## Record list
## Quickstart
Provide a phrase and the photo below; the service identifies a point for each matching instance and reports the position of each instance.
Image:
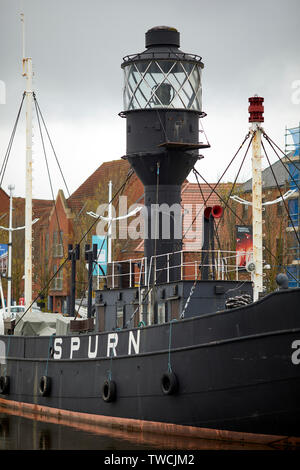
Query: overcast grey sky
(77, 47)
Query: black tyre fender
(4, 384)
(109, 391)
(45, 385)
(169, 383)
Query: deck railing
(189, 266)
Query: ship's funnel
(162, 107)
(216, 212)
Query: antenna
(23, 42)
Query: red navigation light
(256, 109)
(207, 212)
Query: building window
(245, 211)
(57, 283)
(161, 312)
(46, 247)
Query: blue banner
(100, 268)
(295, 133)
(3, 257)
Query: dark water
(38, 433)
(19, 433)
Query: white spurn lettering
(57, 348)
(92, 346)
(134, 343)
(75, 345)
(93, 354)
(112, 342)
(296, 354)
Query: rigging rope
(129, 174)
(48, 171)
(66, 259)
(283, 200)
(7, 153)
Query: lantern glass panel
(162, 84)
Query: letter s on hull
(57, 348)
(296, 354)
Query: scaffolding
(292, 150)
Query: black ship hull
(237, 370)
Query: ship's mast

## Your objective
Write out every line above as a JSON list of strings, one string per line, with blank lines left out. Do not include the picture in your answer.

## Response below
[
  "## Quickstart",
  "Provide a phrase and the photo below; the service identifies a point for each matching instance and reports the position of each instance.",
  "Image:",
  "Query: overcast grey sky",
  "(77, 47)",
  "Query: black tyre fender",
  "(4, 384)",
  "(109, 391)",
  "(45, 385)",
  "(169, 383)",
  "Query: deck railing",
  "(189, 266)",
  "Query: ship's funnel",
  "(162, 107)",
  "(216, 212)",
  "Query: antenna",
  "(23, 42)",
  "Query: red navigation light",
  "(256, 109)",
  "(207, 212)",
  "Query: building window",
  "(245, 211)",
  "(57, 283)",
  "(161, 312)",
  "(46, 247)",
  "Query: blue banner",
  "(100, 268)",
  "(295, 133)",
  "(3, 257)",
  "Query: dark water",
  "(38, 433)",
  "(19, 433)",
  "Query: white spurn lettering",
  "(57, 348)",
  "(92, 346)",
  "(134, 343)",
  "(75, 345)",
  "(93, 354)",
  "(112, 342)",
  "(296, 354)",
  "Query: rigging rope",
  "(129, 174)",
  "(48, 171)",
  "(66, 259)",
  "(283, 200)",
  "(7, 153)",
  "Query: lantern glass panel",
  "(162, 84)",
  "Query: letter s on hull",
  "(57, 348)",
  "(296, 354)",
  "Query: scaffolding",
  "(292, 150)",
  "Query: black ship hull",
  "(237, 370)",
  "Query: ship's mast"
]